=== Data records ===
........
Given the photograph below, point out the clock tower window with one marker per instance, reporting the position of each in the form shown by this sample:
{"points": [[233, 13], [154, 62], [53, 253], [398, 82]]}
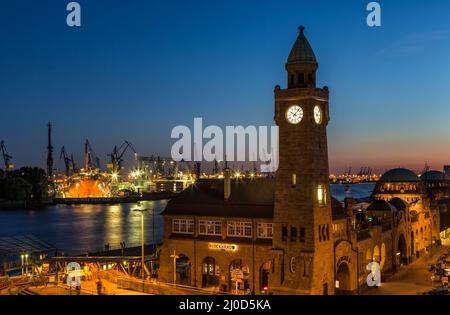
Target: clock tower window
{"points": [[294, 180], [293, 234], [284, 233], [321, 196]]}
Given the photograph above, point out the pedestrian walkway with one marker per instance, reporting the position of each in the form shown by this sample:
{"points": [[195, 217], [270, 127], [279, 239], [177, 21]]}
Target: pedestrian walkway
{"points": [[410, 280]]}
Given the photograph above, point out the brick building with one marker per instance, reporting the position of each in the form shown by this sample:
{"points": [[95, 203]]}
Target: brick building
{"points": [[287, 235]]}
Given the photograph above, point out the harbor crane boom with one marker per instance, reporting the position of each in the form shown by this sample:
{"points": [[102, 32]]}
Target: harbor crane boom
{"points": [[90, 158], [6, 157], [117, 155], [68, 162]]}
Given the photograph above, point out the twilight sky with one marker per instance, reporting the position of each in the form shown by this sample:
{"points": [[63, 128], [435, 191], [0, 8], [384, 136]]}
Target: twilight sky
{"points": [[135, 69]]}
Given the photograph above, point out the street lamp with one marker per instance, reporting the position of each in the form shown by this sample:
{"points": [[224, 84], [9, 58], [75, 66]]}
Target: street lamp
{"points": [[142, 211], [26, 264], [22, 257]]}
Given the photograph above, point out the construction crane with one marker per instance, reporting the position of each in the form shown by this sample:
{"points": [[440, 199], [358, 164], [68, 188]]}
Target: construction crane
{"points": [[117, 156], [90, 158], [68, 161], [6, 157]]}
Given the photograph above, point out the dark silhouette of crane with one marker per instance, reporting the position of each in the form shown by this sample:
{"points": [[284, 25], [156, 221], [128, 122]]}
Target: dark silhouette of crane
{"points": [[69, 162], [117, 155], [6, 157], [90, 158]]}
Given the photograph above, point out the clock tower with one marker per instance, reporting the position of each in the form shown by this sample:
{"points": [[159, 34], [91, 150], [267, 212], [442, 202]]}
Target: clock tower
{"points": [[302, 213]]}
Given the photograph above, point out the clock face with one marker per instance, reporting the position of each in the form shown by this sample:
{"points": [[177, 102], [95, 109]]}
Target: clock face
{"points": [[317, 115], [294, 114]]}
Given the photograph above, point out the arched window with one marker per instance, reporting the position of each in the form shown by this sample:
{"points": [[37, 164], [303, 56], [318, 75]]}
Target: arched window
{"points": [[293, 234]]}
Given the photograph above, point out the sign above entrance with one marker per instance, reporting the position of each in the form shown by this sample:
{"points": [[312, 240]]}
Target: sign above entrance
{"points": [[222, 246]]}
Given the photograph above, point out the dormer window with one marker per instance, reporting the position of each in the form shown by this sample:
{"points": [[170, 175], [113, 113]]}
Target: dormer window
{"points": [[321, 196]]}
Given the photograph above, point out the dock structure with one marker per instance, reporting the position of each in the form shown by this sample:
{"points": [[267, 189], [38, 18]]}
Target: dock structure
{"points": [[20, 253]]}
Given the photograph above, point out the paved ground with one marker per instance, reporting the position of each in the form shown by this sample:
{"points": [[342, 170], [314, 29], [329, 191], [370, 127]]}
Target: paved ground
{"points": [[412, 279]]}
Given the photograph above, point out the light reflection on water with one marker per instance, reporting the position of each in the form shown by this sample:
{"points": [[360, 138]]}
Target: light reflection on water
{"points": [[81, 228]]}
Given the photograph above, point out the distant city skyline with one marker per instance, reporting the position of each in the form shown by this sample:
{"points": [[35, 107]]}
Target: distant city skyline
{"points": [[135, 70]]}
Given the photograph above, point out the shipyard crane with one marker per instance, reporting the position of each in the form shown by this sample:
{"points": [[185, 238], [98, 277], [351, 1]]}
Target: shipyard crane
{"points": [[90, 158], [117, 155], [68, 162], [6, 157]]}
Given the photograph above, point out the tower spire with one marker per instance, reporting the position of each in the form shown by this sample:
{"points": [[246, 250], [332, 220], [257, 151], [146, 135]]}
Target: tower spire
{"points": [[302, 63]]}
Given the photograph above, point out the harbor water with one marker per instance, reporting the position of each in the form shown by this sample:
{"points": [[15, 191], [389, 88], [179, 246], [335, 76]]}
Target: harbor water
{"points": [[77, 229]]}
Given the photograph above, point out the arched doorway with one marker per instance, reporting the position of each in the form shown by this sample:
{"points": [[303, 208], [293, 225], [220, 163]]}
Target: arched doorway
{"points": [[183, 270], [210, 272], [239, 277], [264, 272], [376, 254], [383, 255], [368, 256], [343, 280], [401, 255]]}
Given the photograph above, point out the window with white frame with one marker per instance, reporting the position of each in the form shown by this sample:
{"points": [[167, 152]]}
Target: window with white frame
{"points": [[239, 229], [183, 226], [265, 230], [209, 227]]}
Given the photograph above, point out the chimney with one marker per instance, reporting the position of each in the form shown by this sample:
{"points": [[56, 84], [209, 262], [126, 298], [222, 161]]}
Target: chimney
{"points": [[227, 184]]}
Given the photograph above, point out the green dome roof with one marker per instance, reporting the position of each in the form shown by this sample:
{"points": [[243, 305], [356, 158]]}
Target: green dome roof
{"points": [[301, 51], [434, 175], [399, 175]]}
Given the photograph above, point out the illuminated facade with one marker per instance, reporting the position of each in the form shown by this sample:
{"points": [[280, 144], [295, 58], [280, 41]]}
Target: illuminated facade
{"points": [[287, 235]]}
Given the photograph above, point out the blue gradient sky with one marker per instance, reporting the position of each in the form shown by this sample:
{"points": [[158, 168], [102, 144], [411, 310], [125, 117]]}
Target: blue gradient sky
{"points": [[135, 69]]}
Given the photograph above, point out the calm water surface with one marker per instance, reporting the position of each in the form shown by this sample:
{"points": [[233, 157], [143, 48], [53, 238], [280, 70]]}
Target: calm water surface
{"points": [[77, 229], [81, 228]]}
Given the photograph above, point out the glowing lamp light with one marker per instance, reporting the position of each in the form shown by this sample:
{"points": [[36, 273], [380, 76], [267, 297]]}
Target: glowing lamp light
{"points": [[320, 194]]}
........
=== Instructions to follow ===
The entries above should be retyped exactly, minus any pictures.

=== Written reply ===
Given the photograph below, point out the clock tower window with one marker per instance, reporting the position of each in the form shown by this sample:
{"points": [[233, 13], [154, 62], [53, 253], [398, 82]]}
Target: clock tower window
{"points": [[294, 180], [293, 234], [284, 233], [321, 196]]}
Given the photograph above, point out the pedestrian walkway with one marker per instance, reporting the position of each in the form shown by this sample:
{"points": [[195, 217], [270, 127], [279, 239], [177, 21]]}
Target: pedestrian walkway
{"points": [[410, 280]]}
Given the photograph above, point out the brick building with one marker per instance, reporting the position of each in the form shown by this sample:
{"points": [[95, 203]]}
Target: brick building
{"points": [[287, 235]]}
Given the photograph above, point out the harbor crane boom with one marker per instance, reporting the position of each in the form shown by this sample:
{"points": [[102, 32]]}
Target: harbor crane boom
{"points": [[90, 158], [6, 157], [117, 155], [68, 162]]}
Given the photograph above, point out the twilight sky with one marker per instance, reporting the position of each in the form shown by this sample:
{"points": [[63, 128], [435, 191], [0, 8], [384, 136]]}
Target: twilight sky
{"points": [[135, 69]]}
Given the photograph above, point out the street lamp with one marker per instance, reporting the position of each in the form shown by this sample:
{"points": [[224, 84], [9, 58], [75, 66]]}
Target: street lamp
{"points": [[142, 211], [26, 264], [22, 257]]}
Given the photograph above, point out the construction crane with one marker per instance, reporting the position of each in the form shown by this sample:
{"points": [[440, 199], [358, 164], [68, 188]]}
Target: construction crane
{"points": [[117, 156], [90, 158], [68, 161], [6, 157]]}
Given the photograph above, point out the dark silhouette of crane with one marker per instance, reporting the position of each in the form shown by this sample:
{"points": [[284, 25], [156, 221], [128, 122]]}
Target: dark silhouette of crane
{"points": [[69, 162], [117, 155], [6, 157], [90, 158]]}
Given the photograph above, point out the clock tower with one marker per instance, reporting the position of each in the form shown by this sample:
{"points": [[159, 34], [91, 150], [267, 212], [442, 202]]}
Target: clock tower
{"points": [[302, 213]]}
Given the photograph above, point out the clock face with one marker per instance, reporting the position of each in the form shown by this sample:
{"points": [[177, 102], [95, 109]]}
Target: clock face
{"points": [[317, 115], [294, 114]]}
Given the photograph above, point out the arched window with one marker per instance, reporting the position of each in the form shown by this sample:
{"points": [[37, 164], [303, 56], [318, 75]]}
Target: arched window
{"points": [[293, 234]]}
Given the photograph above, point out the sign above entrance with one marker per instance, reporting the position of each in the form shown by this sample:
{"points": [[312, 240]]}
Target: sign above entrance
{"points": [[222, 246]]}
Given the photograph above, point out the dormer window with one marker per instance, reporting the position of each in the form shown by this sample:
{"points": [[170, 175], [113, 113]]}
Target: dormer window
{"points": [[321, 196]]}
Given the photograph above, point out the dock structure with one marker per instance, reporting the position of each in the form shown by this sample:
{"points": [[267, 189], [38, 18]]}
Target: dock structure
{"points": [[20, 253]]}
Given the photograph above, point out the paved ground with one marker per instance, reporting the position of each in the form shown by this sample:
{"points": [[342, 170], [314, 29], [329, 191], [370, 127]]}
Target: paved ground
{"points": [[412, 279]]}
Given the photograph above, point out the light reflection on water with one marker per instance, reporting the position of each in the form shown by this sample:
{"points": [[360, 138]]}
Target: light reflection on water
{"points": [[81, 228]]}
Given the photograph above, point out the distant city skyline with one marker per instance, reporting the position of each in the form shown by this sample:
{"points": [[35, 107]]}
Target: distant city skyline
{"points": [[135, 70]]}
Given the photograph above, point out the shipyard crane with one marker per instance, reporting the position of each in the form shown by this sample:
{"points": [[185, 238], [98, 277], [351, 1]]}
Target: shipyard crane
{"points": [[90, 158], [117, 155], [68, 162], [6, 157]]}
Given the photograph above, point out the tower spire with one marker per instance, reporting the position of each in the form shown by this sample:
{"points": [[246, 250], [332, 220], [257, 151], [146, 135]]}
Target: tower spire
{"points": [[302, 63]]}
Given the photograph above, point out the harbor water with one marker per instance, reporting the position of each in the form shown by this sample:
{"points": [[15, 191], [389, 88], [179, 246], [335, 76]]}
Target: harbor water
{"points": [[77, 229]]}
Given the photograph above, point out the arched doorway with one marker per instance, reporting the position of each in the form shown by this sample:
{"points": [[303, 208], [293, 225], [220, 163]]}
Target: arched doorway
{"points": [[183, 270], [210, 272], [239, 277], [264, 272], [376, 254], [383, 255], [368, 256], [343, 280], [401, 255]]}
Given the photograph above, point out the window with white frame with one marker per instance, reporting the position of each in the form shown by this sample:
{"points": [[167, 152]]}
Target: window with white frame
{"points": [[239, 229], [183, 226], [265, 230], [209, 227]]}
Given the photograph above, point out the chimney with one marker per instance, reporting the position of each in the form shown by this sample:
{"points": [[56, 84], [209, 262], [126, 298], [222, 161]]}
Target: chimney
{"points": [[227, 184]]}
Given the photograph above, point out the green dome roof with one marker per instance, reporting the position of each in the form shown by this sample:
{"points": [[243, 305], [356, 158]]}
Target: green dome roof
{"points": [[301, 51], [434, 175], [399, 175]]}
Given the photograph above, point out the illuminated facade with one marker per instance, reporting the position of each in the form shown by this sample:
{"points": [[280, 144], [295, 58], [280, 41]]}
Target: illuminated facade
{"points": [[287, 235]]}
Given the photograph above, point out the blue gradient sky with one marker per instance, reporting the position of each in the form shown by this sample:
{"points": [[158, 168], [102, 144], [411, 310], [125, 117]]}
Target: blue gradient sky
{"points": [[135, 69]]}
Given the photograph above, point out the calm water surface with one marker per instance, reporting the position of each in the form shown by this sample:
{"points": [[233, 157], [143, 48], [53, 238], [280, 70]]}
Target: calm water surface
{"points": [[77, 229], [81, 228]]}
Given the photograph above, point out the glowing lamp light with one marker per instance, reporting the position of each in the form shown by this sample:
{"points": [[36, 273], [380, 76], [267, 297]]}
Target: glowing lamp light
{"points": [[320, 194]]}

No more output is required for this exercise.